_The request_: How many lines in the records below contain the string "trunk"? Matching is case-sensitive; reply with only the number.

_Dataset records_:
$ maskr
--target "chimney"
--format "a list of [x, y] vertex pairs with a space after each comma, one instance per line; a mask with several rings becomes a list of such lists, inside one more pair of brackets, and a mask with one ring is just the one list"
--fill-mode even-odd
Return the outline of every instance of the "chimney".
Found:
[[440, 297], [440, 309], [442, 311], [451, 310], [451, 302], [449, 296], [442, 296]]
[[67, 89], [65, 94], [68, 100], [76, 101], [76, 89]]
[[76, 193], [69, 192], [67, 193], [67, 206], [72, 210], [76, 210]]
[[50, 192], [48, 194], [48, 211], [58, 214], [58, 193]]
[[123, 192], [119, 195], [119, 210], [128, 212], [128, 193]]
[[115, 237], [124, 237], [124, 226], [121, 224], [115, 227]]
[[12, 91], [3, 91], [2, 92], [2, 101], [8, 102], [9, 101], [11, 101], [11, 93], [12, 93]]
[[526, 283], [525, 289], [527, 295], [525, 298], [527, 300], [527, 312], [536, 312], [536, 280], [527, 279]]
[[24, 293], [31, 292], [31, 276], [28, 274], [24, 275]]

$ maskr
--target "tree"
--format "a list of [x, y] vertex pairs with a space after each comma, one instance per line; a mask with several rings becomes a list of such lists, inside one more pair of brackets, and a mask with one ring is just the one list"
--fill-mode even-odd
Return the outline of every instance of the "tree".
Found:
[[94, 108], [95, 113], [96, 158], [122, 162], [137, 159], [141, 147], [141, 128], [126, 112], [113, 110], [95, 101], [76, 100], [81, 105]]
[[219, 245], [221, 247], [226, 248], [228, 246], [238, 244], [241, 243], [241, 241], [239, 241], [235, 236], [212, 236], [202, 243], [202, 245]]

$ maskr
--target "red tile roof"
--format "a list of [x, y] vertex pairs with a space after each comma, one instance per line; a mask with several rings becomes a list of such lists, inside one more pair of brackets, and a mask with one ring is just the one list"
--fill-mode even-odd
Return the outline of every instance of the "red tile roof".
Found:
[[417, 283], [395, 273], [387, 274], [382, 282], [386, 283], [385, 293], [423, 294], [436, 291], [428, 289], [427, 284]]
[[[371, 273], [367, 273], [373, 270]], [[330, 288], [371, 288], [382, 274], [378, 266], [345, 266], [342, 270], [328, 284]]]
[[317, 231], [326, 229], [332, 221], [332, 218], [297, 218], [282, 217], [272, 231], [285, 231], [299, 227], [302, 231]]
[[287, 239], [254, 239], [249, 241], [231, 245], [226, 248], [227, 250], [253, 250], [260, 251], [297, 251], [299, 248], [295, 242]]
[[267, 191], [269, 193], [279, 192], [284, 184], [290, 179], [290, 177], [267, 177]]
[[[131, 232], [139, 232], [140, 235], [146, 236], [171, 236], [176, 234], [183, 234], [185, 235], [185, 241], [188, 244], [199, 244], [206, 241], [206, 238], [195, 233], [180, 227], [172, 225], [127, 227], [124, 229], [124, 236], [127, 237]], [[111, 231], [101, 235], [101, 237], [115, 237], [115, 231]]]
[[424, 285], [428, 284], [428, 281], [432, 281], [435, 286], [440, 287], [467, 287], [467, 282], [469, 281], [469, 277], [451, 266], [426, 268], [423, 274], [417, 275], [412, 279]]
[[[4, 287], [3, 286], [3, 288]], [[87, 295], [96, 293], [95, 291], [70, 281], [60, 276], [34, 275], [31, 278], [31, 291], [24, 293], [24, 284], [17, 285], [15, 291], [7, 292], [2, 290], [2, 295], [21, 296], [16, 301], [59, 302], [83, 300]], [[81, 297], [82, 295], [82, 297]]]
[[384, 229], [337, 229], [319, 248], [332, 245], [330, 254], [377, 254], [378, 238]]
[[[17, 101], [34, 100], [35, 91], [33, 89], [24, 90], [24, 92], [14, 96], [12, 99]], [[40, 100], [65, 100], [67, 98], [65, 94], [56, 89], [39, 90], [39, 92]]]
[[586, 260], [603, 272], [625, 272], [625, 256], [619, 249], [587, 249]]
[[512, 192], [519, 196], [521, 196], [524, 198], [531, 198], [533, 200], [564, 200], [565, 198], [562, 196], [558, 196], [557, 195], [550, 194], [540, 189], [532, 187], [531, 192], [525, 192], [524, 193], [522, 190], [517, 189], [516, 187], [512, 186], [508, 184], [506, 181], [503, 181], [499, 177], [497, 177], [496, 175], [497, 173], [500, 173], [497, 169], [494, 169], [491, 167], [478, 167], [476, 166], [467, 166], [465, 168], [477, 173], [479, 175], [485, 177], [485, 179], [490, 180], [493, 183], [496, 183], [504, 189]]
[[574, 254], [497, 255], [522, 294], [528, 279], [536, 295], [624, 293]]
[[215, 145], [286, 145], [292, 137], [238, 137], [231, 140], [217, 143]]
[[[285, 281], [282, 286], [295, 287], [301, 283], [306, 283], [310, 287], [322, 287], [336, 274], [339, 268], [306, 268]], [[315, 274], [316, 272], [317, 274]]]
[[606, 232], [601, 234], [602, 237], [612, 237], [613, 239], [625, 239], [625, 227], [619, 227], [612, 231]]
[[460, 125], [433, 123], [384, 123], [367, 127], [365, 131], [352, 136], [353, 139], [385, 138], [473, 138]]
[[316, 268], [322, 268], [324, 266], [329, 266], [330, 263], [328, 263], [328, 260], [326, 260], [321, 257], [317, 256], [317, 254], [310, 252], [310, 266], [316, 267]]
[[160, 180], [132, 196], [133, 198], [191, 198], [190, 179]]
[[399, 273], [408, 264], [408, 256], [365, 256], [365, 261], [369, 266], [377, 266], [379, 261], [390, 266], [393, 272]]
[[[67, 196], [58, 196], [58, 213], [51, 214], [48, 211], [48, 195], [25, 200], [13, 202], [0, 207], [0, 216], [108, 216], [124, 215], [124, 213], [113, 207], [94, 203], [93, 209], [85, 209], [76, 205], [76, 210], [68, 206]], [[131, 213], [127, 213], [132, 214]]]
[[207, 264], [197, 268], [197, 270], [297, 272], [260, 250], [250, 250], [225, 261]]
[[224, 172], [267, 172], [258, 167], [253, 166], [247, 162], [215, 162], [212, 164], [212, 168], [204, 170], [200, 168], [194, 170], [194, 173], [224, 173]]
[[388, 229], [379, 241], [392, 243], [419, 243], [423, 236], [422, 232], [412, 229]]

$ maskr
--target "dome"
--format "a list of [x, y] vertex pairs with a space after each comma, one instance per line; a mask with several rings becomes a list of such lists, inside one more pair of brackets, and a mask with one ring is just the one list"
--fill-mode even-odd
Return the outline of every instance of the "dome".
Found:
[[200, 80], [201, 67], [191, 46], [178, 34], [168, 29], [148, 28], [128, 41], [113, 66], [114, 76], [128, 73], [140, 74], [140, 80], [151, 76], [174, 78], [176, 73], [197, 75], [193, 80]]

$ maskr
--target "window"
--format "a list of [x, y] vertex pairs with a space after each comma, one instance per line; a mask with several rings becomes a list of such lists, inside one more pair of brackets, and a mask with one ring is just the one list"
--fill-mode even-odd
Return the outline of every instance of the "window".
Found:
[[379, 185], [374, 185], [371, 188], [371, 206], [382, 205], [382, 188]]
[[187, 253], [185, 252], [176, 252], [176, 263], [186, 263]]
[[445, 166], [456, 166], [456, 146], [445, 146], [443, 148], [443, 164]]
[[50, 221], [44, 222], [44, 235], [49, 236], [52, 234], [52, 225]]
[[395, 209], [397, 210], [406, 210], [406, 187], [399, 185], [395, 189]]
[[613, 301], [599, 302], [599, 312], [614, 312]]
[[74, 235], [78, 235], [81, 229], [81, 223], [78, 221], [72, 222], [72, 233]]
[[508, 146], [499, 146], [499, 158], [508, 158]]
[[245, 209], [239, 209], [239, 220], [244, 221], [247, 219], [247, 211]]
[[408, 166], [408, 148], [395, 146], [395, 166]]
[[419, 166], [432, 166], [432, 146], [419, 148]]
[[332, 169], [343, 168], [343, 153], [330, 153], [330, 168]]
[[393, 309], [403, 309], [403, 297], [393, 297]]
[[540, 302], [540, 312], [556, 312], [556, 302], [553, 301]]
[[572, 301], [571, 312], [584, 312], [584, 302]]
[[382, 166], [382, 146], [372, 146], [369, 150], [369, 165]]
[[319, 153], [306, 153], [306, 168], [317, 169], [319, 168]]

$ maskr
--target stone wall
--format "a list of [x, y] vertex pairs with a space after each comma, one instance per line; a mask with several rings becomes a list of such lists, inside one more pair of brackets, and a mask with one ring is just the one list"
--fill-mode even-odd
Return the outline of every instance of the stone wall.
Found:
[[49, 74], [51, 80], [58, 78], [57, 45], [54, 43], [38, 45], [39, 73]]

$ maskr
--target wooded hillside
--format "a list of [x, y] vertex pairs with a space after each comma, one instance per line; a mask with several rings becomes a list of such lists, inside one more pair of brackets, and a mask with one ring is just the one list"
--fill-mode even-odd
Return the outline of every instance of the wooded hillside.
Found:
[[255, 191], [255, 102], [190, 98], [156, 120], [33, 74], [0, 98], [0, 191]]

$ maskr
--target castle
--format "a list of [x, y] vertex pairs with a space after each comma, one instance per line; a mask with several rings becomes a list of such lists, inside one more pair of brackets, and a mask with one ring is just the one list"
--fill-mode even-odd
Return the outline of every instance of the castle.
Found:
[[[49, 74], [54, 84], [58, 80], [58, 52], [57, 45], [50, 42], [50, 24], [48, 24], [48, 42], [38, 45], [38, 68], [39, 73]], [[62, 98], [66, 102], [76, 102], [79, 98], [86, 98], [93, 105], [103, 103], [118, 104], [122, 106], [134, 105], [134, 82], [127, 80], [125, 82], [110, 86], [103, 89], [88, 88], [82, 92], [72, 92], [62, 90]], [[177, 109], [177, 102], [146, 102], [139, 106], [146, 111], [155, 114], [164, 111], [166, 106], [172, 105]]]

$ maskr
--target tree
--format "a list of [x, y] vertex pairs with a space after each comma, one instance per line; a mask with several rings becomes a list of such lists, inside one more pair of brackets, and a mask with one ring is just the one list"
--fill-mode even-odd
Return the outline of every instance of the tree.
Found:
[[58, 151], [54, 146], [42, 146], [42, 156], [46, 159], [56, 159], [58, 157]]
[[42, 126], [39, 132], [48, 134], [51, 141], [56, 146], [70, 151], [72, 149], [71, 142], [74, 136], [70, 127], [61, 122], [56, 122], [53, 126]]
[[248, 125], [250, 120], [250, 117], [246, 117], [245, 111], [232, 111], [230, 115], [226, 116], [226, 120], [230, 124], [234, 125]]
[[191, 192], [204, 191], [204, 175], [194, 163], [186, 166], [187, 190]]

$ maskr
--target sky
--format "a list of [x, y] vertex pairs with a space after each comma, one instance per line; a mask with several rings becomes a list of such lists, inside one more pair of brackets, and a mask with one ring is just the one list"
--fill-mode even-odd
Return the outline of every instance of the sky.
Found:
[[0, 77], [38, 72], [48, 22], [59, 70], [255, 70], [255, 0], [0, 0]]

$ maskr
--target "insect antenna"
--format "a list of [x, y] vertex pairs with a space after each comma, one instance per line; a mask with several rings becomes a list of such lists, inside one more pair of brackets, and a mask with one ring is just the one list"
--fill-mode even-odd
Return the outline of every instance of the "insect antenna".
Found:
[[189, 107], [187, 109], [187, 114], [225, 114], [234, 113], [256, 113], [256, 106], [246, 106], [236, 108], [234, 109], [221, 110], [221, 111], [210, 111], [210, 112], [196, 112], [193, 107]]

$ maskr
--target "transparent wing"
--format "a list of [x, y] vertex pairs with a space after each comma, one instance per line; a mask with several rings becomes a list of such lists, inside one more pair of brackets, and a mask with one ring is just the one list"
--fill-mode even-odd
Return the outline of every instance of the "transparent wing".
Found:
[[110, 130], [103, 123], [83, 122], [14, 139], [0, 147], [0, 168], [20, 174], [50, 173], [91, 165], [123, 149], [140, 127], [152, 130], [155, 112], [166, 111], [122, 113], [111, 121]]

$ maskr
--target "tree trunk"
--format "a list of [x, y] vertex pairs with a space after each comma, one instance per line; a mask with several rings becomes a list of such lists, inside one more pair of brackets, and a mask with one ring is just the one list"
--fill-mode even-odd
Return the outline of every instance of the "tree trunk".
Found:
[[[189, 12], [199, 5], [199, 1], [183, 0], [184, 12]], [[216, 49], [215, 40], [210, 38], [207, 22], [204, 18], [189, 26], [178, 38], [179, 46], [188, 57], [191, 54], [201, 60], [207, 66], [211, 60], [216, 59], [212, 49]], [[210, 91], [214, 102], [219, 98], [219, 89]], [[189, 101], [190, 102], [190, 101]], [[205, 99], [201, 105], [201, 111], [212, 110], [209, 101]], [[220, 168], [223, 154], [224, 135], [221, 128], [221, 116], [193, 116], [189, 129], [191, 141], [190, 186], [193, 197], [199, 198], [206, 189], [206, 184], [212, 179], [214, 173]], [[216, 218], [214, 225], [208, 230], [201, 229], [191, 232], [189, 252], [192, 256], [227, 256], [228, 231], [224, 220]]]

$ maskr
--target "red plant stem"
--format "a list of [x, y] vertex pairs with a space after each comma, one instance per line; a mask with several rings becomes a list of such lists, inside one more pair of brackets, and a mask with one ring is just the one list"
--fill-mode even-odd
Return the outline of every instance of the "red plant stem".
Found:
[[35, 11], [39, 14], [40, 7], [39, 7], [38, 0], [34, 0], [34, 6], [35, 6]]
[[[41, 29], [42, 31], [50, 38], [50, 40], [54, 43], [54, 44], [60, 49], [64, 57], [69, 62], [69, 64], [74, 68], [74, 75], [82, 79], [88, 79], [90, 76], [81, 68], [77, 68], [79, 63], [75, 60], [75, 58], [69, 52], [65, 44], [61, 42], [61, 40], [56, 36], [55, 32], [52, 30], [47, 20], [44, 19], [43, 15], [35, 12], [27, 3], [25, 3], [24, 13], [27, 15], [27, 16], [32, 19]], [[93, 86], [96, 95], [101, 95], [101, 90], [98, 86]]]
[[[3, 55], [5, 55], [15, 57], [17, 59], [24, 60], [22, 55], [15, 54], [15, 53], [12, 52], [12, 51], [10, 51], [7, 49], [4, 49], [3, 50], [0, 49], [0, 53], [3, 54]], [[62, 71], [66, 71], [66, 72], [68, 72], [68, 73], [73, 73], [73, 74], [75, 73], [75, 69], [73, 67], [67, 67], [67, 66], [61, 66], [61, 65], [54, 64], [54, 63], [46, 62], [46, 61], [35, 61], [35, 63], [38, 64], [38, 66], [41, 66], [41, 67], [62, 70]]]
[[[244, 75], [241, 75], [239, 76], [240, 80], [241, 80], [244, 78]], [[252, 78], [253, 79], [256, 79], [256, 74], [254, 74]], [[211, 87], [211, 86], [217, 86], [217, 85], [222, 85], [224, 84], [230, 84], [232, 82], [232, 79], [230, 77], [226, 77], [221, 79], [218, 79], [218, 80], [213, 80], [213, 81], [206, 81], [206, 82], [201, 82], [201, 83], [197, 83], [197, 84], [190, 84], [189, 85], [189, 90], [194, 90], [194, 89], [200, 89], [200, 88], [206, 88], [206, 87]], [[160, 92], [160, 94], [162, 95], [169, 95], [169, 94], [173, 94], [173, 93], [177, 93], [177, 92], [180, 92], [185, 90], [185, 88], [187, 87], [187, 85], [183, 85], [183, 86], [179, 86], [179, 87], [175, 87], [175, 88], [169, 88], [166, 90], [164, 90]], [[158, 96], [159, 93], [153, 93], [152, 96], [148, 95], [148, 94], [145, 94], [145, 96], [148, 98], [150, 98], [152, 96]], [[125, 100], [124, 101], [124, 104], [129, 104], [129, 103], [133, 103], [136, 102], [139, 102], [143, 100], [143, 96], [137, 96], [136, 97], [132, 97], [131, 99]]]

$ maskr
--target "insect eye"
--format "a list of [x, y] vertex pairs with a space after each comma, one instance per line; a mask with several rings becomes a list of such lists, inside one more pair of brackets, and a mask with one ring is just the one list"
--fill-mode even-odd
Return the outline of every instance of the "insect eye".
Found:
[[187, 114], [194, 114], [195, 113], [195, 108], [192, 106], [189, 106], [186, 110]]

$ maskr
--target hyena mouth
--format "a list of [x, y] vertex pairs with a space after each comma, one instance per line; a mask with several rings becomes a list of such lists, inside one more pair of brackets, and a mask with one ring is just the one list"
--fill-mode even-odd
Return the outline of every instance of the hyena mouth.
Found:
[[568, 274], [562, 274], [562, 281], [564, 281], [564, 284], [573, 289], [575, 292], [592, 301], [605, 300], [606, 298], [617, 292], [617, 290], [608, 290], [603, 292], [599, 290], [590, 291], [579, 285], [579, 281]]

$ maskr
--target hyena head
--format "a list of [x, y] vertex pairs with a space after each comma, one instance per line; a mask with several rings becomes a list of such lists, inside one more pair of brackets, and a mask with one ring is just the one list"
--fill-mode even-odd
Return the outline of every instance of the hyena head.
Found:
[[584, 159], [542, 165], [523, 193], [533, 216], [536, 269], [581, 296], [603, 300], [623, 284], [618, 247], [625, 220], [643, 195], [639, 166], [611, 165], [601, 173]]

_Written response_: 2